> _本文_:

== == ==

祖霊を迎えるンカイ コロナ禍の旧盆初日
祖先の霊を供養するソーロン(旧盆)が8月31日、八重山郡内各地で始まり、各家で先祖の霊を迎え入れるンカイ(迎え)の行事が行われた。ことしは新型コロナウイルス感染拡大防止のため、親戚へのあいさつ回りを減らすなど小規模の旧盆に。各家庭で先祖を迎え、先祖供養やコロナ禍の終息、家内安全を願った。
このうち、黒島弘さん(61)宅=登野城=では午後3時に「ンカイビ」(迎え火)を玄関前で焚き、先祖の霊を迎えて旧盆行事がスタート。
仏壇には、妻・和美さん(58)が手掛けたジューシーや高級魚アカジン(和名スジアラ)のだしを使ったアーサ汁や刺し身を供えておもてなし。仏壇周りには灯籠や、つえ(グサン)となるサトウキビのほか、果物などが並べられた。
この日、長男・弘義さん(36)、長女・美和さん(33)や孫ら計11人が集まり、にぎやかな旧盆初日を迎えた。仏壇に手を合わせた弘さんは「世の中が大変なことになっている。新型コロナをなんとか撃退してほしいと伝え、ヤーニンジュウ(家族)の健康も願った。3日間、おいしい物を食べて見守ってほしい」と話した。

== == ==

> _抽出項目_:
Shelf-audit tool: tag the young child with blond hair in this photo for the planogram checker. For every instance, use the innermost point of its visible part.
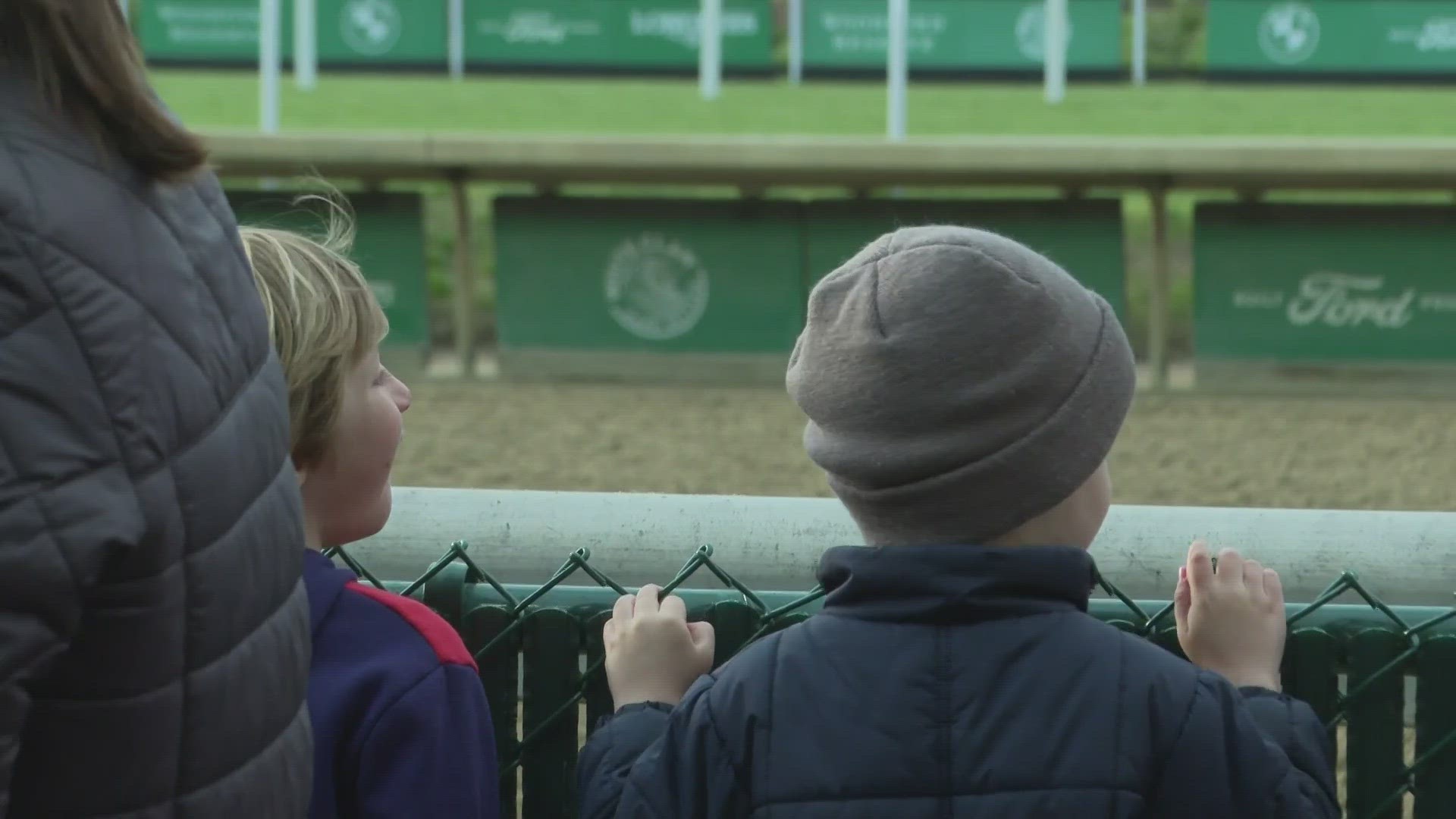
(400, 723)
(963, 394)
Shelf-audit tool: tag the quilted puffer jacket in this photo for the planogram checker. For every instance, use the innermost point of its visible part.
(153, 621)
(960, 682)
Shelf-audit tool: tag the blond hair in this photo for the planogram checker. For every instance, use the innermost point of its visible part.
(322, 318)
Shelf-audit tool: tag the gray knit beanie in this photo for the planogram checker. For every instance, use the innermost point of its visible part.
(957, 385)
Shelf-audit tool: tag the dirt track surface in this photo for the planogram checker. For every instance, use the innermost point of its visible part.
(1357, 453)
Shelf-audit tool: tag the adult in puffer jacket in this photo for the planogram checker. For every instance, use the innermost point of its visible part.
(153, 623)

== == ==

> _課題_:
旧盆初日のンカイを伝える記事の続きを、最後の文の後から書け。 項目は別の出典から集めたものである。

> _出力結果_:
コロナ禍で登野城字会は、旧盆行事のアンガマを中止に。同会の青年会長を務めた経験がある長男・弘義さんは「地域行事がないのは寂しいが、仕方ないと思う。毎年あったものがなくなったことで、その大切さを痛感した」と話す。
長女・美和さんは「みんなでお盆を迎えられることが尊いことだと感じている。来年はいつも通りのお盆ができたら」と心境を語った。
ことしは新型コロナの影響で八重山郡内の旧盆行事が相次いで中止に。石垣市、竹富町のアンガマや与那国島のエイサー、波照間島のムシャーマも中止となった。旧盆明けに行われる邪気払いのイタシキバラは、無観客で縮小実施する地域もある。